▸ **REQUIRED TASK**: Could you extract every entry below and reproduce it exactly?
=====
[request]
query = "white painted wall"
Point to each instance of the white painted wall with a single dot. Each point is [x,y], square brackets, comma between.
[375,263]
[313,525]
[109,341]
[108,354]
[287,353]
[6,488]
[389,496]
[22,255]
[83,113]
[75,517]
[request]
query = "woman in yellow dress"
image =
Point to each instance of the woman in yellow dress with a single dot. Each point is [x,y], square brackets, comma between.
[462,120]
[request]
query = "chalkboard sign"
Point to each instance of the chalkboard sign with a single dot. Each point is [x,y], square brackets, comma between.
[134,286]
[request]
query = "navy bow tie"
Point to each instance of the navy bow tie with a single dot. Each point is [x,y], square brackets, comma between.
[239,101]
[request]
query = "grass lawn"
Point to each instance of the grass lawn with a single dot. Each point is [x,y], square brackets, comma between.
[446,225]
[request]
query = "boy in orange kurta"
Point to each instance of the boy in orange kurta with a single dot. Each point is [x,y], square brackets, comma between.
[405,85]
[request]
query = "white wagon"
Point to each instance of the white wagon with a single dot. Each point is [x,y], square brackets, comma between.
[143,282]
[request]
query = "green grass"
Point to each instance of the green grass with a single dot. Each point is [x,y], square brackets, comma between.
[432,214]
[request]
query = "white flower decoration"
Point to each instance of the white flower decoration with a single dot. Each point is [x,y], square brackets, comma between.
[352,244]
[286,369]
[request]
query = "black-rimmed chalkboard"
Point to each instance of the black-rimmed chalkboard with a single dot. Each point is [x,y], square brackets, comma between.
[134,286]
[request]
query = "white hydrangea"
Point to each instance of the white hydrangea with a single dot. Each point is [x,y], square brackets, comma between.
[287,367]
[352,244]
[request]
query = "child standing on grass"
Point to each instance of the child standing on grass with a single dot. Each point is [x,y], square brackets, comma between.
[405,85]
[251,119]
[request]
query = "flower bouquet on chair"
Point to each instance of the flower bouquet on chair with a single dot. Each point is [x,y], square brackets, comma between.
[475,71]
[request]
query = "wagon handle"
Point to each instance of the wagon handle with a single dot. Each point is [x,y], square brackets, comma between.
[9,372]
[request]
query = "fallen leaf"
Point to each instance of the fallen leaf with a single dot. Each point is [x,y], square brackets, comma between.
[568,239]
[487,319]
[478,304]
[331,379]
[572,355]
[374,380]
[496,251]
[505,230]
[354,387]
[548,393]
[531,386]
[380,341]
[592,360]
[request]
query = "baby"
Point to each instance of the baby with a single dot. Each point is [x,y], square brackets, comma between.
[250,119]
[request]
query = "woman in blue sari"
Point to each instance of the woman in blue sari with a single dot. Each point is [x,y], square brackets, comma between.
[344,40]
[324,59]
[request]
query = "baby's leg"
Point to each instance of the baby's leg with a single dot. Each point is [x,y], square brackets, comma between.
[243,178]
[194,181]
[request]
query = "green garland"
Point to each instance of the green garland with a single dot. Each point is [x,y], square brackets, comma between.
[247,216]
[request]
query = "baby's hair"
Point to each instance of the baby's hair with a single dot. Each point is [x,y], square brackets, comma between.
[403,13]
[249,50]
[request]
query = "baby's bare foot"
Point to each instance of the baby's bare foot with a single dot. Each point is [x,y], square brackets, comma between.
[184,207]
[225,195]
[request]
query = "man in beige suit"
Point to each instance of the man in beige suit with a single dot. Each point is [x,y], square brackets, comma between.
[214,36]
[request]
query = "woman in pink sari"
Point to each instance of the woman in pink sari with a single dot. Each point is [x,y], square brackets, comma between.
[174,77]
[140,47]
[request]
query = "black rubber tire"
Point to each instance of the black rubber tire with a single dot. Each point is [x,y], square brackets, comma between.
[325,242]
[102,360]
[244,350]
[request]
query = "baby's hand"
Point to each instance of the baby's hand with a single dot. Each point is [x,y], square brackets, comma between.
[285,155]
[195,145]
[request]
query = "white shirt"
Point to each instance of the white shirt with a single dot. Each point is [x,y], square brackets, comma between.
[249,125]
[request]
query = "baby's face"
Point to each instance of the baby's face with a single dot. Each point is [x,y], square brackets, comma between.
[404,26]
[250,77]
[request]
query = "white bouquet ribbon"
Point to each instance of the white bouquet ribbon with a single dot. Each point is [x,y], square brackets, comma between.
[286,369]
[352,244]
=====
▸ **WORKED SOLUTION**:
[request]
query = "white painted wall"
Point to each instance of the white painted wall with a single dot. Each point is [x,y], square brackets, comma between.
[375,263]
[313,525]
[109,341]
[108,354]
[287,353]
[6,488]
[389,496]
[22,255]
[83,113]
[75,517]
[request]
query = "woman in yellow dress"
image =
Point to each instance of the woman in yellow dress with a single dot. Each point is [x,y], square brackets, comma between.
[462,120]
[request]
query = "chalkboard sign"
Point to each instance of the chalkboard sign with a single dot. Each point is [x,y], square brackets, comma between.
[134,286]
[request]
query = "navy bow tie"
Point to each instance of the navy bow tie with a single dot. Each point is [x,y], square brackets, comma between.
[239,101]
[request]
query = "grass lawn"
Point to each instance of the grass lawn with a single dot. Each point is [x,y], square brackets, comma between.
[446,225]
[request]
query = "boy in orange kurta"
Point to each instance of the boy in orange kurta with a single dot. Each point is [x,y], square brackets, comma between.
[405,85]
[request]
query = "white wagon"
Point to each instance of the white wagon with a single dot. Each point is [x,y], square brackets, comma between.
[143,282]
[request]
query = "green grass"
Point to each instance of the green grass with a single dot. Each point is [x,y], square brackets, comma between.
[432,214]
[request]
query = "white flower decoration"
Point to each instance of the white flower decoration with a single dot. Each point is [x,y], square brackets, comma between.
[352,244]
[286,369]
[request]
query = "black-rimmed chalkboard"
Point to each instance of the black-rimmed chalkboard with a single dot. Each point is [x,y], square brackets, comma between.
[134,286]
[request]
query = "white hydrangea"
Point to each instance of the white hydrangea with a single dot. Each point is [x,y], square brackets, comma between.
[287,367]
[352,244]
[request]
query = "child standing on grass"
Point to each instance of the child standing on grass with a single dot. Each point is [x,y], square brackets, comma between.
[405,85]
[251,119]
[request]
query = "flower bouquet on chair"
Point to each instance of the flower bouquet on chair with a single dot. Each point is [x,y], square brackets, comma between.
[475,71]
[request]
query = "wagon handle"
Point to each instance of the wagon handle with a single dot. Each point is [x,y], square brackets, comma between.
[9,372]
[request]
query = "fallen leaf"
Point to each instance of the fallen leaf with a single dot. Each point is [x,y], square brackets, comma between.
[568,239]
[487,319]
[478,304]
[331,379]
[572,355]
[374,380]
[496,251]
[505,230]
[354,387]
[548,393]
[531,386]
[380,341]
[592,360]
[request]
query = "baby"
Point to each instance of the baby with a single dot. Each point is [x,y], square brackets, comma between.
[250,119]
[request]
query = "woman in blue sari"
Point to each instance of the woman in blue sari with a single dot. Each point is [x,y], square brackets, comma between.
[344,40]
[324,59]
[request]
query = "baby's leg"
Point to each instance of the baby's leg with a single dot. Each point is [x,y], square brackets, comma between.
[243,178]
[194,181]
[request]
query = "green garland"
Point to each instance of the green garland with a single dot. Each point is [x,y], square brackets, comma between.
[247,216]
[request]
query = "baby's hair"
Point to each instance of the baby's hair with a single dot. Each point is [x,y], square brackets, comma between.
[403,13]
[249,50]
[request]
query = "baby's bare foot"
Point to each instance of the baby's bare foot with a single dot. Each point is [x,y], square brackets, comma between.
[184,207]
[225,195]
[request]
query = "man in beige suit"
Point to each instance of the man in beige suit with a single dot. Each point is [x,y], square brackets, comma between.
[214,36]
[request]
query = "woman in pink sari"
Point to each instance of the woman in pink sari with a single dot. Each point is [x,y], square brackets, comma between.
[174,77]
[140,47]
[request]
query = "black rubber tire"
Point to each instance of the black rubber tire with a single dot. Each point is [x,y], square brackets, comma between.
[325,242]
[102,360]
[244,350]
[request]
query = "baby's hand"
Point to each instance of the baby's hand with a single dot. Each point is [x,y], square brackets, comma between.
[285,155]
[195,145]
[request]
query = "white shirt"
Point to each instance of the white shirt with a single dot. Each point is [x,y], square brackets, comma between.
[249,125]
[request]
query = "baby's face"
Point to each instance of the baby's face with a single dot. Each point is [x,y], square brackets, comma between.
[404,26]
[250,77]
[request]
query = "white bouquet ribbon"
Point to each instance of the white bouquet ribbon with a single dot. Each point is [x,y], square brackets, comma between.
[286,369]
[352,244]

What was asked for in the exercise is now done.